Цель задания A.
Процитируйте полностью текст о технике salt&silver, не меняя в нём ни слова.

Текст для чтения.
▽
Roger Fenton. Captain Mottram Andrews, 28th Regiment (1st Staffordshire) Regiment of Foot. 1855© Wilson Centre for Photography

Salt&silver – это про технологию того, что здесь выставлено. В то же время в английском есть выражение pepper-and-salt, оно относится к цвету волос, переведём его как «с проседью». Тут уже намёк не только на возраст, тут ещё и любопытный социокультурный обертон. В Британии многие интеллигентные женщины среднего возраста, из тех, у кого в мировоззренческом рюкзачке перемешаны экологизм, феминизм и левый либерализм, отказываются красить волосы – протестуя тем самым против популярного культа молодости, ageism'a, настаивая на праве быть «настоящими», «натуральными», такими, какими они якобы являются на самом деле. Возможно, тем самым название выставки намекает на свою целевую аудиторию, однако более разумным было бы предположить, что главный месседж следующий: фотографии эпохи salt&silver стремились к крайней реальности, к просто правде, у них была установка, близкая сегодняшней субкультуре (если её так можно назвать) pepper-and-salt. Плюс не будем забывать, что salt and pepper, комбинация солонки и перечницы на обеденном столе, появилась в этой стране именно в викторианскую эпоху, то есть тогда, когда техника salt&silver царила в фотографических ателье. Ну и – совсем уже для эстетов – некоторые вспомнят превосходную американскую хип-хоп-группу восьмидесятых Salt-N-Pepa, команду весёлых и очень умных девиц, исполнивших сногсшибательный хит Let's Talk About Sex. Про секс на выставке кое-что есть, ибо люди с камерой в руках всегда испытывают непреодолимое желание запечатлеть что-то потайное и бесстыдное разом. Фотография есть разновидность вуайеризма.
△
Исходные данные.
▽
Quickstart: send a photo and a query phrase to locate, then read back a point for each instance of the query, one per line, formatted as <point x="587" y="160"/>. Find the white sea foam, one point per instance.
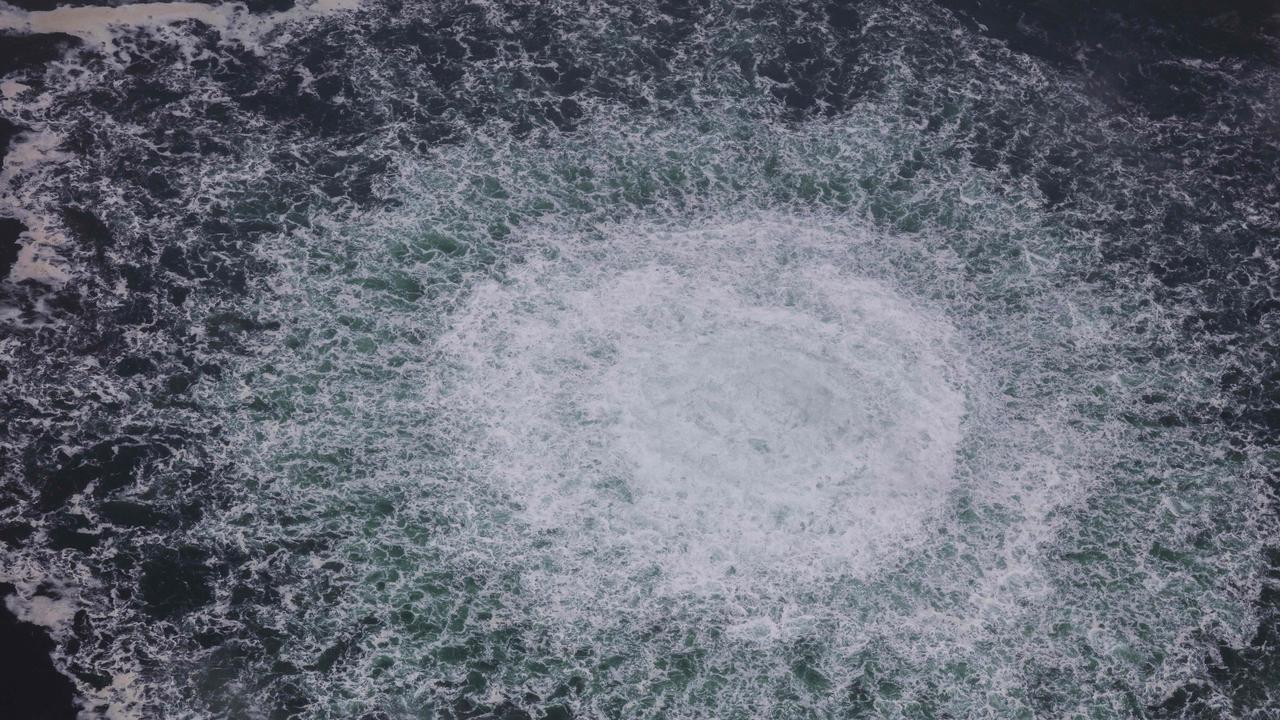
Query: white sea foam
△
▽
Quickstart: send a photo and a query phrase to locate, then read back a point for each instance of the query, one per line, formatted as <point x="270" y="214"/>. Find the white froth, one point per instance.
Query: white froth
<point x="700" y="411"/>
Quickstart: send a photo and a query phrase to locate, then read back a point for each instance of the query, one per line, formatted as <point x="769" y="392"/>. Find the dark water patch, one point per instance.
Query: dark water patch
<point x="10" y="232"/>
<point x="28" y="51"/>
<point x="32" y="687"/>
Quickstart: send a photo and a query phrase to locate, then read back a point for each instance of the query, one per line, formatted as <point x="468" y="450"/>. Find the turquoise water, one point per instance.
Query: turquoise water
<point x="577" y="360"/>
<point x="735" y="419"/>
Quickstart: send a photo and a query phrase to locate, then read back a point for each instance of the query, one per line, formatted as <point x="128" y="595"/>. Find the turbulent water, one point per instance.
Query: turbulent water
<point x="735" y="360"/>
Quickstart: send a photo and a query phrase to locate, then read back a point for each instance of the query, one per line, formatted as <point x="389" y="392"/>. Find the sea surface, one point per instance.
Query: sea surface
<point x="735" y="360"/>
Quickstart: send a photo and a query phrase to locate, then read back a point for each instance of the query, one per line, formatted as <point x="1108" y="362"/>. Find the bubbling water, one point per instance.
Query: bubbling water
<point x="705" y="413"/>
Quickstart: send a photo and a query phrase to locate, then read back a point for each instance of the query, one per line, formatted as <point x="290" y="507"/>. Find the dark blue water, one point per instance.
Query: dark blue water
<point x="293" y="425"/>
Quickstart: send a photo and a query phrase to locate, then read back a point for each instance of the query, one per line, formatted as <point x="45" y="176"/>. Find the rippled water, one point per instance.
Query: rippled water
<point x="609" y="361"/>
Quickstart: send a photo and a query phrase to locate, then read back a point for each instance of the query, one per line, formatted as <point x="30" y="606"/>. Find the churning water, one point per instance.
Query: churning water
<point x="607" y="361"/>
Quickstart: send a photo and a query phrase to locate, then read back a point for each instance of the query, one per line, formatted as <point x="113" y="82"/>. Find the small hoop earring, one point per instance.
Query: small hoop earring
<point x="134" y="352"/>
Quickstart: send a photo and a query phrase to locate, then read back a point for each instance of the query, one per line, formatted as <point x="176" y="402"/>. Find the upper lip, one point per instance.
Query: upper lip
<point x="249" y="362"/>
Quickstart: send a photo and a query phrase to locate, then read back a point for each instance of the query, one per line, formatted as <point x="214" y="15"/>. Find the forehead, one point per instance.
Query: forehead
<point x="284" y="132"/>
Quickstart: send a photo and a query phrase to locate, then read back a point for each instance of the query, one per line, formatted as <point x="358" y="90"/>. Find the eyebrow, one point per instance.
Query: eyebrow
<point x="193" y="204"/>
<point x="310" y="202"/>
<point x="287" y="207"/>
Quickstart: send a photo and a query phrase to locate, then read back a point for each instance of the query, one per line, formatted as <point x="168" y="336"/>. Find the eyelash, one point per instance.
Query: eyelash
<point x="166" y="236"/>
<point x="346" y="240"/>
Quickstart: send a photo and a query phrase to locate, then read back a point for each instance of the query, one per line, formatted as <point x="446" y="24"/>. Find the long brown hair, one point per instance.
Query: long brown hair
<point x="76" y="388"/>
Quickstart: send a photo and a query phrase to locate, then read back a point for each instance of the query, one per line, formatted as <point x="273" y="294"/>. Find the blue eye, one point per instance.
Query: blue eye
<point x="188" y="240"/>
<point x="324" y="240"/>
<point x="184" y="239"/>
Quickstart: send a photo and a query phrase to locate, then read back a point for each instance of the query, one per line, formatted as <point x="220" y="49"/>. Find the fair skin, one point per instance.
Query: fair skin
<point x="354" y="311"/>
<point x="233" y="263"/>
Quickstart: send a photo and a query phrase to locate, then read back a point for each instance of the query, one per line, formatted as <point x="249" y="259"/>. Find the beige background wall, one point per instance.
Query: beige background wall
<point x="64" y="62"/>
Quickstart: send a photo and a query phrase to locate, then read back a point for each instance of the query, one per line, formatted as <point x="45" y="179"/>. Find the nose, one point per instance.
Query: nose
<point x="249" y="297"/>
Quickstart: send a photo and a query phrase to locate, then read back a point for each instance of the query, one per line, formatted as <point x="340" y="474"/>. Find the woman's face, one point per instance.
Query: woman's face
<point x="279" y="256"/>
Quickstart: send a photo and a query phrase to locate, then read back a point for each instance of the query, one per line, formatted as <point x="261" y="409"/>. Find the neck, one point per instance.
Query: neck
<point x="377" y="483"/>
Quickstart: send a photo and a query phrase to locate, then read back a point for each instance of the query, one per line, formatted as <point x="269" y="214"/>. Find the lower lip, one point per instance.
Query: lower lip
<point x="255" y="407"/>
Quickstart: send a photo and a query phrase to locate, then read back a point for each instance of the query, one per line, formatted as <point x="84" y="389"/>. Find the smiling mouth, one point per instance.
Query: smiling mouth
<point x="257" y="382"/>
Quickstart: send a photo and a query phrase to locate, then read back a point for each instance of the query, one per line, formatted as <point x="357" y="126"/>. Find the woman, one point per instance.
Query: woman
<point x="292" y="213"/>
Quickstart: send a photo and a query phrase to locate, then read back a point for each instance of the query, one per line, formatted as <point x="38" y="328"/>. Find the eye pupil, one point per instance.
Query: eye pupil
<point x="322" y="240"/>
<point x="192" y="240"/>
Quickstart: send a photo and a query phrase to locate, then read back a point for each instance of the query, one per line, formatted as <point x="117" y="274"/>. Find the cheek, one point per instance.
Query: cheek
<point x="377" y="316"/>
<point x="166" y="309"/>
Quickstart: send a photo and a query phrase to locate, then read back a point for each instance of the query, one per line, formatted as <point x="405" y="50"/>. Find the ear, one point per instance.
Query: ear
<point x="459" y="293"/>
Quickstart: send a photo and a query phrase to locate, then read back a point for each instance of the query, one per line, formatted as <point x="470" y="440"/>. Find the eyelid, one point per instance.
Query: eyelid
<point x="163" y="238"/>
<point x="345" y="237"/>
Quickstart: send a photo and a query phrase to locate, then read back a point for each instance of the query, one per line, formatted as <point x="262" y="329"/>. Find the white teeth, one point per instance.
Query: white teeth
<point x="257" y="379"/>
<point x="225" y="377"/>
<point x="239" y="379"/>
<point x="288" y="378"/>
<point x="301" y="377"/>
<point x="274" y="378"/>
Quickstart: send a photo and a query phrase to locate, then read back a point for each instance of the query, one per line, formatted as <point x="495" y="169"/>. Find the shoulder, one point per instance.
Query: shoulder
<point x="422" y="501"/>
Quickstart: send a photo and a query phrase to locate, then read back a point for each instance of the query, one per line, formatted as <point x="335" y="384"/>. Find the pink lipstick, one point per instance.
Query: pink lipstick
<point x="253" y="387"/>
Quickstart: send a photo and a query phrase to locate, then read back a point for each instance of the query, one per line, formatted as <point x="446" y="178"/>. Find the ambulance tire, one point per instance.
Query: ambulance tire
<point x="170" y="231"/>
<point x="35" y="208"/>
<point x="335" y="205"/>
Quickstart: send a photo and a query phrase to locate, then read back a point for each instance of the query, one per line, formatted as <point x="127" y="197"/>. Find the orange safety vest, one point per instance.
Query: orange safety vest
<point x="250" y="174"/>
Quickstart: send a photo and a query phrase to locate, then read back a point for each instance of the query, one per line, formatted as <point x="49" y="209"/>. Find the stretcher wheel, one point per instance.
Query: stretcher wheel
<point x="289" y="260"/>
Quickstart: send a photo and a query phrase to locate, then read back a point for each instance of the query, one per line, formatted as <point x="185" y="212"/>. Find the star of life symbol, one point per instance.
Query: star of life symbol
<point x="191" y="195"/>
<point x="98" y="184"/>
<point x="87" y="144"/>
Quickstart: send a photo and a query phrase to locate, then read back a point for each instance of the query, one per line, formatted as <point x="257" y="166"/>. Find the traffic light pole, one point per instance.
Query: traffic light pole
△
Цель задания B.
Измените в листинге строки от той, где есть «foam, one point per instance.», до той, где есть «Query: white sea foam», включая обе, и приведите их заново: замените «query phrase» на «search phrase», остальное оставьте без изменений. Изображения в ответ не включайте.

Готовый ответ A.
Roger Fenton. Captain Mottram Andrews, 28th Regiment (1st Staffordshire) Regiment of Foot. 1855© Wilson Centre for Photography

Salt&silver – это про технологию того, что здесь выставлено. В то же время в английском есть выражение pepper-and-salt, оно относится к цвету волос, переведём его как «с проседью». Тут уже намёк не только на возраст, тут ещё и любопытный социокультурный обертон. В Британии многие интеллигентные женщины среднего возраста, из тех, у кого в мировоззренческом рюкзачке перемешаны экологизм, феминизм и левый либерализм, отказываются красить волосы – протестуя тем самым против популярного культа молодости, ageism'a, настаивая на праве быть «настоящими», «натуральными», такими, какими они якобы являются на самом деле. Возможно, тем самым название выставки намекает на свою целевую аудиторию, однако более разумным было бы предположить, что главный месседж следующий: фотографии эпохи salt&silver стремились к крайней реальности, к просто правде, у них была установка, близкая сегодняшней субкультуре (если её так можно назвать) pepper-and-salt. Плюс не будем забывать, что salt and pepper, комбинация солонки и перечницы на обеденном столе, появилась в этой стране именно в викторианскую эпоху, то есть тогда, когда техника salt&silver царила в фотографических ателье. Ну и – совсем уже для эстетов – некоторые вспомнят превосходную американскую хип-хоп-группу восьмидесятых Salt-N-Pepa, команду весёлых и очень умных девиц, исполнивших сногсшибательный хит Let's Talk About Sex. Про секс на выставке кое-что есть, ибо люди с камерой в руках всегда испытывают непреодолимое желание запечатлеть что-то потайное и бесстыдное разом. Фотография есть разновидность вуайеризма.

Готовый ответ B.
Quickstart: send a photo and a search phrase to locate, then read back a point for each instance of the query, one per line, formatted as <point x="587" y="160"/>. Find the white sea foam, one point per instance.
Query: white sea foam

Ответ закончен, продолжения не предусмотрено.